▼▼▼
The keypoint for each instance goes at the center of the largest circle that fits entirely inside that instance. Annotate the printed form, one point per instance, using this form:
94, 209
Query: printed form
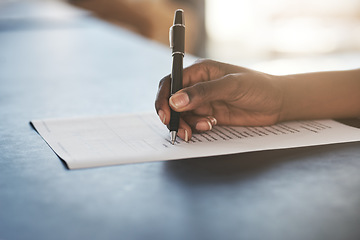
122, 139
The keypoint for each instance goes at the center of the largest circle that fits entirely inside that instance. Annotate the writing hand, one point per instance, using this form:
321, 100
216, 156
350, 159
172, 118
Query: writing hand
218, 93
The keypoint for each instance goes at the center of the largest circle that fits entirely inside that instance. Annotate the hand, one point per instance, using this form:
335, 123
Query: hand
218, 93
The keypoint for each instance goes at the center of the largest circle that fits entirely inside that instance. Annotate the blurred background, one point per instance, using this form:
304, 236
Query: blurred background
297, 35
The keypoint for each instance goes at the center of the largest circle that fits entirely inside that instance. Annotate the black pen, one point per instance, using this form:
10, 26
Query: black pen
177, 43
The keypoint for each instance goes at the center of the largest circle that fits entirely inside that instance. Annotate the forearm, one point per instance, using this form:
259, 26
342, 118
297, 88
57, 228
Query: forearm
321, 95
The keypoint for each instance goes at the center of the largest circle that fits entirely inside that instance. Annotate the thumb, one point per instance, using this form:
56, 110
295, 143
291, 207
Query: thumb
201, 93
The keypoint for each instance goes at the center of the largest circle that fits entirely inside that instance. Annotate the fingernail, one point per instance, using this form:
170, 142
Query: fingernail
203, 125
186, 136
179, 100
162, 116
212, 120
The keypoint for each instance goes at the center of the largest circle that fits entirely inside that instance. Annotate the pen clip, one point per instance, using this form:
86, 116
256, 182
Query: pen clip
171, 37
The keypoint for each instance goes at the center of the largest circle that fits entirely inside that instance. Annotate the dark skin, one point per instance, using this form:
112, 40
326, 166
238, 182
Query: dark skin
218, 93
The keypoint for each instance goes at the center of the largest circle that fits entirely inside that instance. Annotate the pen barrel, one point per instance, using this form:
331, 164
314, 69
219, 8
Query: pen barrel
176, 85
176, 73
174, 121
177, 38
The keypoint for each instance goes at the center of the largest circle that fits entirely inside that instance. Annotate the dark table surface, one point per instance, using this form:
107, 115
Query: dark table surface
79, 66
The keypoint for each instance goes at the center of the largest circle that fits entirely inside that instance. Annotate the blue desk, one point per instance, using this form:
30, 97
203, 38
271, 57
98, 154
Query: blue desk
85, 67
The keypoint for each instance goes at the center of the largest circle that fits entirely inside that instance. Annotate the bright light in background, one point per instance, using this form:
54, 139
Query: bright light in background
249, 30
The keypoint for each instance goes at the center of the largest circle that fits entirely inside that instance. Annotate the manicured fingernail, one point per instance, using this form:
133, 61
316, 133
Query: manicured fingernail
212, 120
162, 116
203, 125
179, 100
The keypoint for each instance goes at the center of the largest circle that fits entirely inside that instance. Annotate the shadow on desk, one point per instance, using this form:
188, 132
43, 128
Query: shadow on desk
241, 167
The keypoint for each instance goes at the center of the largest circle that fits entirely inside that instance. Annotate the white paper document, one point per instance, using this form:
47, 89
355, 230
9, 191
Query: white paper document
111, 140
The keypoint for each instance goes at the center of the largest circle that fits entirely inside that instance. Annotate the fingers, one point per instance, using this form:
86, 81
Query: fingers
194, 97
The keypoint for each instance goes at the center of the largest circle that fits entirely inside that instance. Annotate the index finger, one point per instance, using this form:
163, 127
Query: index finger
162, 100
205, 70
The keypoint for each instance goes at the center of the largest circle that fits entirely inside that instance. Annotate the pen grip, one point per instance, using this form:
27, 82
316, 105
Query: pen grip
176, 73
176, 85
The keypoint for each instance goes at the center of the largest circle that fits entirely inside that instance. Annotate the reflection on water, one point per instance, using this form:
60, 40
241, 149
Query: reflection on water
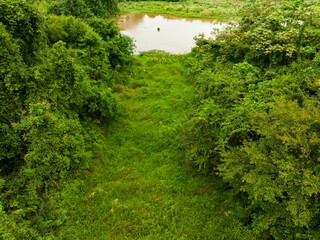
165, 32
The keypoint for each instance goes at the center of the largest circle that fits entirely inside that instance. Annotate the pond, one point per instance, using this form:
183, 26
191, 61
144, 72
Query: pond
165, 32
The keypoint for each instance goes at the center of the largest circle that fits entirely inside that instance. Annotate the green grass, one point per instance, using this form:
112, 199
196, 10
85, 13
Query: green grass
214, 9
141, 187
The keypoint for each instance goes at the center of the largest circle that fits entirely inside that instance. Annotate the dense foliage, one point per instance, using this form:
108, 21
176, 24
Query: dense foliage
56, 76
255, 121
▲▲▲
Requirement> Look through the entries above and quote exactly the lines from the line with "Query: bright light in background" to the line with "Annotate the white", counting both of those lines.

Response below>
Query: bright light in background
249, 30
The keypoint for each instance goes at the center of the largest circle that fits entirely inside that instance. Annotate the manicured fingernail, one point per instance, using this form:
133, 61
316, 133
Query: manicured fingernail
212, 120
162, 116
203, 125
179, 100
The keypoint for each instance goes at the center of the largest circle that fits entirely inside that instance. Annotate the shadow on desk, one point per instance, using this form:
188, 132
43, 128
Query: shadow on desk
241, 167
The keypoint for each instance goes at the center of the largest circle that fits entirely inside that instance. Annotate the white paper document, one point per instance, using this form:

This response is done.